(GOAL OF THE EXERCISE):
Retype the opening lines of the listing below, ending with the line that contains "Task: point out every instance of the chair backrest", and leave out any pictures.
════════
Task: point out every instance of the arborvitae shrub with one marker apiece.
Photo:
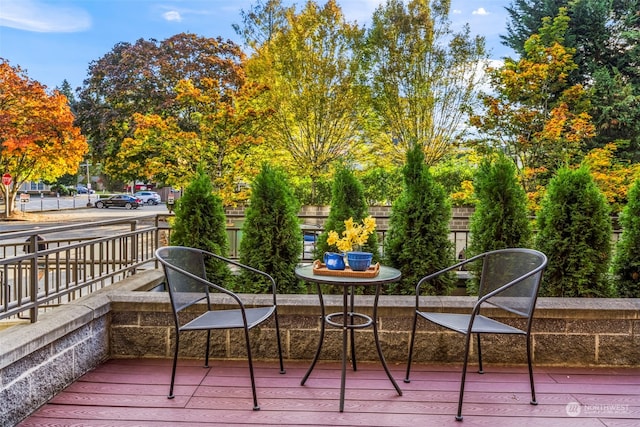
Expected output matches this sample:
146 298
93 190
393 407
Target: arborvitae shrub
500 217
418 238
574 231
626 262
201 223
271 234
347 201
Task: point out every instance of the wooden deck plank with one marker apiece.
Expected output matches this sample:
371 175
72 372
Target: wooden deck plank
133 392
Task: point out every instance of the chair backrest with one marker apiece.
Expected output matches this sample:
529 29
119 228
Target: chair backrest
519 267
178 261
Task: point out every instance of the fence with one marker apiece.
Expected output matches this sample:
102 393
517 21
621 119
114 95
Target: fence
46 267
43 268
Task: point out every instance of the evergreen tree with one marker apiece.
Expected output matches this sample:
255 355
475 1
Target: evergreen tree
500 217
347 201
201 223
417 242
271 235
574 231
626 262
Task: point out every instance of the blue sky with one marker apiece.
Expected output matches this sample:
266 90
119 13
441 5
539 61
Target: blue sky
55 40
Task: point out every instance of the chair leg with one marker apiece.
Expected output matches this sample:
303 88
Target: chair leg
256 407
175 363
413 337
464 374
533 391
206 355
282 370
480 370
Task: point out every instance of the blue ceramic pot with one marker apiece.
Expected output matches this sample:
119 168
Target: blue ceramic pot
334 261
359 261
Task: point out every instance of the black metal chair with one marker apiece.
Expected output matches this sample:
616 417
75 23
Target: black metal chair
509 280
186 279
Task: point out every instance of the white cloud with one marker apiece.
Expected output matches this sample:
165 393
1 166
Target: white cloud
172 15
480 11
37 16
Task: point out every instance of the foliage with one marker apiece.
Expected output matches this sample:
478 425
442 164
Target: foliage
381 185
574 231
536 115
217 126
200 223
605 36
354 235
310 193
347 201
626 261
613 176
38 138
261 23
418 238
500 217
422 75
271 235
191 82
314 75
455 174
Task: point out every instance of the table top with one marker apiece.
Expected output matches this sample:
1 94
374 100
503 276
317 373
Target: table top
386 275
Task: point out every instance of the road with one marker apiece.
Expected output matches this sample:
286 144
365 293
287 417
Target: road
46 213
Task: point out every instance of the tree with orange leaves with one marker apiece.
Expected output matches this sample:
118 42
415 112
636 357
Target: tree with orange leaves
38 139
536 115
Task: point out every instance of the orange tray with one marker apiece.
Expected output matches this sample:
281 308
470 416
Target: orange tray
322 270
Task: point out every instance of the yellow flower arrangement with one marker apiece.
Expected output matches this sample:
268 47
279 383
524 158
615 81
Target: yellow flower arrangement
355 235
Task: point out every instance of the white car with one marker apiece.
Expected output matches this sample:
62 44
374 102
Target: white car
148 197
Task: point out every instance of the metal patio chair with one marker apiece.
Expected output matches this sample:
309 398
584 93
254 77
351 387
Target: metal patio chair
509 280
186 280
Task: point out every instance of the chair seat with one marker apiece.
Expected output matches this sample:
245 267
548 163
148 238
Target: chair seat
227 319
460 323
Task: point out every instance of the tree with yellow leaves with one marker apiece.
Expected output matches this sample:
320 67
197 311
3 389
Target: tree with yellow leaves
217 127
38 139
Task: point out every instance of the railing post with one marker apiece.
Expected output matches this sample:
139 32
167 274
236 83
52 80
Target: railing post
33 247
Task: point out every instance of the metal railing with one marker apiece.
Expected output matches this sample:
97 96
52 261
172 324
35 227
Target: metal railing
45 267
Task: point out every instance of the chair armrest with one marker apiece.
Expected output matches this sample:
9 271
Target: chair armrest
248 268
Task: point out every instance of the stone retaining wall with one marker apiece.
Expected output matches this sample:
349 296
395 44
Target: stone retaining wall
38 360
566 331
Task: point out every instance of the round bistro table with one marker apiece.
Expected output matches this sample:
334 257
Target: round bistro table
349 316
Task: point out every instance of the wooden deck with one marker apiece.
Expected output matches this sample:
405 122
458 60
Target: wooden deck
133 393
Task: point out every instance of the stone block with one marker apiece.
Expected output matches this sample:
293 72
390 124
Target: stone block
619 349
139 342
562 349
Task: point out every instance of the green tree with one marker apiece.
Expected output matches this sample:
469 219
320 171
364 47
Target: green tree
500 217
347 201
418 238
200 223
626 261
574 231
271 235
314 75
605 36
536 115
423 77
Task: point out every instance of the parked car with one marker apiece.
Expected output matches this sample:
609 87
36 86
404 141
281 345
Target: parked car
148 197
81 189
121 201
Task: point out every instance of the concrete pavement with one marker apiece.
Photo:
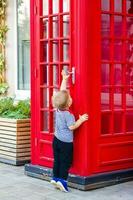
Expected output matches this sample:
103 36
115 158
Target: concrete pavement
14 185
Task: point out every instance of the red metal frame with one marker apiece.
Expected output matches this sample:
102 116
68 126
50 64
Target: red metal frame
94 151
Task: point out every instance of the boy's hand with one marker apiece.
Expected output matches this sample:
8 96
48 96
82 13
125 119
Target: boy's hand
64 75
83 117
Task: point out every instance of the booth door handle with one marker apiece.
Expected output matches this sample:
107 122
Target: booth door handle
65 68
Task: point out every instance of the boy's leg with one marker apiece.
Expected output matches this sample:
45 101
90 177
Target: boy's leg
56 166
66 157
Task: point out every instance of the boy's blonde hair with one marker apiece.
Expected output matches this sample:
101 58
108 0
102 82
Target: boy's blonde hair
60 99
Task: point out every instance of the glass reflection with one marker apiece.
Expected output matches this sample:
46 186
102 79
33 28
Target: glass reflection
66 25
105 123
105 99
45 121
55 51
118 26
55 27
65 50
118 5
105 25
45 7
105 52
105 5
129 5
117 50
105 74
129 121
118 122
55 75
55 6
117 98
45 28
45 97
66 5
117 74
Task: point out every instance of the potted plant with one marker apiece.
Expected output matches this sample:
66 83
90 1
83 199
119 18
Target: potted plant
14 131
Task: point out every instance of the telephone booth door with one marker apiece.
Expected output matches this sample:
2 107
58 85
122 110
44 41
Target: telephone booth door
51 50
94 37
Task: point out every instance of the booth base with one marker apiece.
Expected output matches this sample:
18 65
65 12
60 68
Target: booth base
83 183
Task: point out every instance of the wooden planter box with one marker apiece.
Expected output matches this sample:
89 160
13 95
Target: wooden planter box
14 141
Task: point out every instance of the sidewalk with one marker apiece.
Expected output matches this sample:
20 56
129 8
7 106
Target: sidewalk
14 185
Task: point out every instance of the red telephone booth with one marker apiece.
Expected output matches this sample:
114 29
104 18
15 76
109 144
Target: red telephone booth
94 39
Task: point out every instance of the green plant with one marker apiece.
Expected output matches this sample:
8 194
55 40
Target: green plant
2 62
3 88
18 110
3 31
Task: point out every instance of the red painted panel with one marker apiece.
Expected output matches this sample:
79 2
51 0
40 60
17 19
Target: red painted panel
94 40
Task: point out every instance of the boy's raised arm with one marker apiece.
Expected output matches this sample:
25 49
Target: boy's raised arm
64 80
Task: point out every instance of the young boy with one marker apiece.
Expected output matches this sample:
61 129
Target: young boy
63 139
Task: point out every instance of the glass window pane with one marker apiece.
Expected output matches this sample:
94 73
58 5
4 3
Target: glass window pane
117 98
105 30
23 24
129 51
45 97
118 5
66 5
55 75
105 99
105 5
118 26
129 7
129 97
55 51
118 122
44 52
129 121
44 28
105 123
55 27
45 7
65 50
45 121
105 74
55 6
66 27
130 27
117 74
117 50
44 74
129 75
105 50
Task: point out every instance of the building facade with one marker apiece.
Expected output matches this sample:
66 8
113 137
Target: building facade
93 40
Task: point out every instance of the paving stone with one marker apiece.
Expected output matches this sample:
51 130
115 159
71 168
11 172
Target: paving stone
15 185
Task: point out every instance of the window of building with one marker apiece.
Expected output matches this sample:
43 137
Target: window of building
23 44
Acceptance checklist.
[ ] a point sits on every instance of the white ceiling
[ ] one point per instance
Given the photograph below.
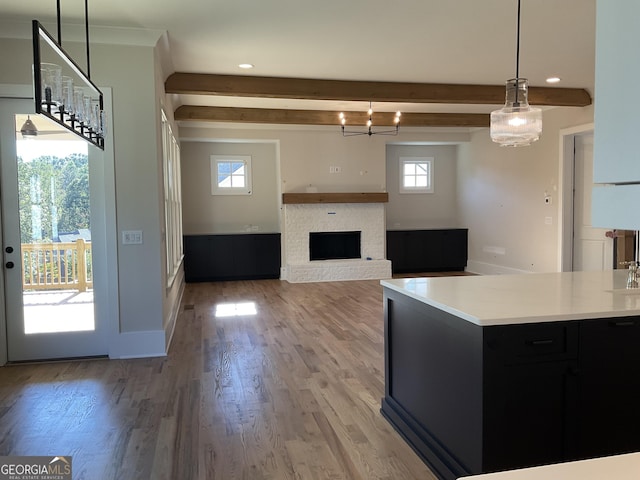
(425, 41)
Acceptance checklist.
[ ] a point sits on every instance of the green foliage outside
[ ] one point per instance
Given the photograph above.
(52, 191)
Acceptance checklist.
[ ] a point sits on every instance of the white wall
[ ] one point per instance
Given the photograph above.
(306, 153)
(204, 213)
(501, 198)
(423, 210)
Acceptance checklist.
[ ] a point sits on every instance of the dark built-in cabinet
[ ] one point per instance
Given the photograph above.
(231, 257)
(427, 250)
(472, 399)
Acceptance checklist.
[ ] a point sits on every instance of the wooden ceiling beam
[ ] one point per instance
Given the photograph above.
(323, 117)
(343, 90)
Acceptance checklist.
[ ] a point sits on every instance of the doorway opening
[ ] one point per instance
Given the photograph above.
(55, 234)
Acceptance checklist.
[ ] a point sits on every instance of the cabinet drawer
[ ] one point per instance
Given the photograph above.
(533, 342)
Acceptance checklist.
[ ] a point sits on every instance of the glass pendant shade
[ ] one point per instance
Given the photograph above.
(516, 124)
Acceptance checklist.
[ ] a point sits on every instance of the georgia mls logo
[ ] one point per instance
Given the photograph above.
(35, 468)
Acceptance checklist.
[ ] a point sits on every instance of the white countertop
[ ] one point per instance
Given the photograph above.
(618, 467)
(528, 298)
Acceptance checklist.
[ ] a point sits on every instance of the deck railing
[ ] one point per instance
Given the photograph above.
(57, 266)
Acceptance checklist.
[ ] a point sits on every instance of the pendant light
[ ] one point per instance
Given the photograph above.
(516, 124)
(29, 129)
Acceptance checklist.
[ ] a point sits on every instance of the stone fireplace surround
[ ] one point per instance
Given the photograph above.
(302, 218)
════════
(RESPONSE TO THIS EXERCISE):
Task: point out every instance of the arborvitae shrub with one marker apiece.
Photo:
Expected output matches this sample:
146 298
93 190
393 407
Target: arborvitae shrub
500 217
418 238
574 231
626 262
201 223
271 234
347 201
Task: point out every instance of the wooden deck plank with one marker apiece.
Expected output matches this sample:
371 175
72 372
Target: wooden deck plank
133 392
Task: point out every instance of the chair backrest with one marker apiece.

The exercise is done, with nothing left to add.